• _Objective a_
Identify every line in the records below that contains the string "pine", and copy each of those lines in full. Matching is case-sensitive.

• _Document segment_

★ ★ ★ ★ ★

Benjamin M. McCollum (born April 12, 1981) is the men's basketball head coach at Northwest Missouri State University in Maryville, Missouri.

McCollum was born in Iowa City, Iowa, and grew up in Storm Lake, Iowa, where he graduated from St. Mary's High School in 1999. He played basketball for two years at North Iowa Area Community College before transferring in 2001 to Northwest, where he played for Steve Tappmeyer as the school made its first Elite Eight appearance. He graduated from Northwest in 2003 with a degree in business finance and received a master's degree in athletic administration from the school in 2004. He was an assistant coach at Emporia State University from 2004 to 2008, then joined Northwest as its head coach in 2009.

McCollum's team struggled the first two seasons with records of 12–15 in 2009–10 and 10–16 in 2010–11. In the 2011–12 season, his team went 22–7, won the regular-season MIAA crown and played in the first round of the NCAA tournament. In 2012, he was honored for the turnaround with the Clarence Gaines Award as the best NCAA Division II coach.

★ ★ ★ ★ ★

• _Listed records_
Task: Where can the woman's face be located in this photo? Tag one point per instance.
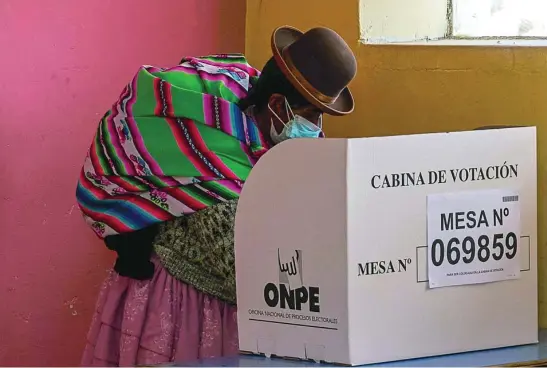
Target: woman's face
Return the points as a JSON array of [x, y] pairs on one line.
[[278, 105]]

★ ★ ★ ★ ★

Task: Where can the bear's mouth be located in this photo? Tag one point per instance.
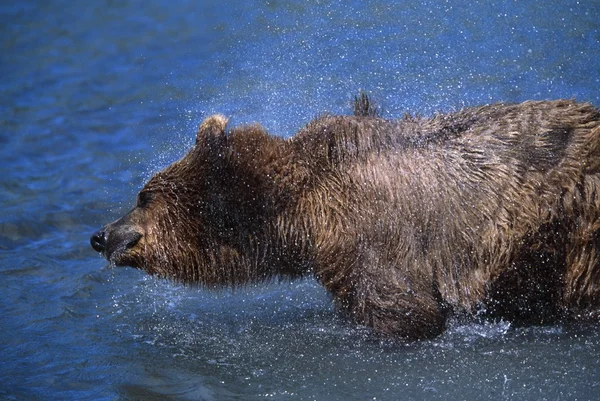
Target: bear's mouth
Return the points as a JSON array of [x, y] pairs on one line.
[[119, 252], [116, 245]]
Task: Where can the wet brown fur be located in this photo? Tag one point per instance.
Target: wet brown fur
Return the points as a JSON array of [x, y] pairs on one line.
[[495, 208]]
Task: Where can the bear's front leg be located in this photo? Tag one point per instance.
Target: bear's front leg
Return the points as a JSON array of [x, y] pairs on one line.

★ ★ ★ ★ ★

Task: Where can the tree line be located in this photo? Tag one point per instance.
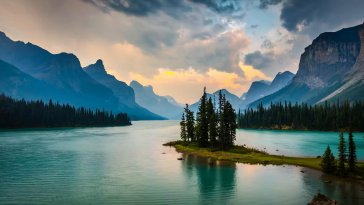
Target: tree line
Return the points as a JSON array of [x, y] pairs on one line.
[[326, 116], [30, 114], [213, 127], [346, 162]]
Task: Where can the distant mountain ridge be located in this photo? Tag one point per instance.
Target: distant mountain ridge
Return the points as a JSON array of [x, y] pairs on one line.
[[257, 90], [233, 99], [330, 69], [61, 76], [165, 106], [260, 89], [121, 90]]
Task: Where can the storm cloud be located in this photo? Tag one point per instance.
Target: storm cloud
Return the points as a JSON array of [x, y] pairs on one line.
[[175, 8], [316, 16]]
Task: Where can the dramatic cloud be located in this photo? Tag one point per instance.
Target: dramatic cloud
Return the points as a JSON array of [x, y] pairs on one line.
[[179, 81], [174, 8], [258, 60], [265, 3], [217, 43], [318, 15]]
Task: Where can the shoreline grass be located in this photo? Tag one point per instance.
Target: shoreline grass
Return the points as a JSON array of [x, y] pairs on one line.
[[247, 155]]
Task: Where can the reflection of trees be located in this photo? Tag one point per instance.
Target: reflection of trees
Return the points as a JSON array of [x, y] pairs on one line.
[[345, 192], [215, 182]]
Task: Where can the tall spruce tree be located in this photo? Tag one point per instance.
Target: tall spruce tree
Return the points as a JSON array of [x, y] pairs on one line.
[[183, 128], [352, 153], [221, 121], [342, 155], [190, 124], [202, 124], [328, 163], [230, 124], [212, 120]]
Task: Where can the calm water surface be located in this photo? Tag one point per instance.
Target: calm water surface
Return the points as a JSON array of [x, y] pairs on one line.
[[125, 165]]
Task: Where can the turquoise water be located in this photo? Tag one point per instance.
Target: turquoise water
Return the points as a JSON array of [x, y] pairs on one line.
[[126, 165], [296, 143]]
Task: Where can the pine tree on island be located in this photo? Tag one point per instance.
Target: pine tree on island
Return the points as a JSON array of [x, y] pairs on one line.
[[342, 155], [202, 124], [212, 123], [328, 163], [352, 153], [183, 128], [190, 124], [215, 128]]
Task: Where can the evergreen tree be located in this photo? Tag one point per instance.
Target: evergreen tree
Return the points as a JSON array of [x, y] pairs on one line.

★ ★ ★ ★ ★

• _Objective b_
Echo the entire passage about Benjamin M. McCollum word for word.

• _Written reply a_
Task: Where can the pine tree on island be located in this photo? Tag one point per instance.
Target: pine tree on island

• _Written reply b_
Benjamin M. McCollum (born April 12, 1981) is the men's basketball head coach at Northwest Missouri State University in Maryville, Missouri.

McCollum was born in Iowa City, Iowa, and grew up in Storm Lake, Iowa, where he graduated from St. Mary's High School in 1999. He played basketball for two years at North Iowa Area Community College before transferring in 2001 to Northwest, where he played for Steve Tappmeyer as the school made its first Elite Eight appearance. He graduated from Northwest in 2003 with a degree in business finance and received a master's degree in athletic administration from the school in 2004. He was an assistant coach at Emporia State University from 2004 to 2008, then joined Northwest as its head coach in 2009.

McCollum's team struggled the first two seasons with records of 12–15 in 2009–10 and 10–16 in 2010–11. In the 2011–12 season, his team went 22–7, won the regular-season MIAA crown and played in the first round of the NCAA tournament. In 2012, he was honored for the turnaround with the Clarence Gaines Award as the best NCAA Division II coach.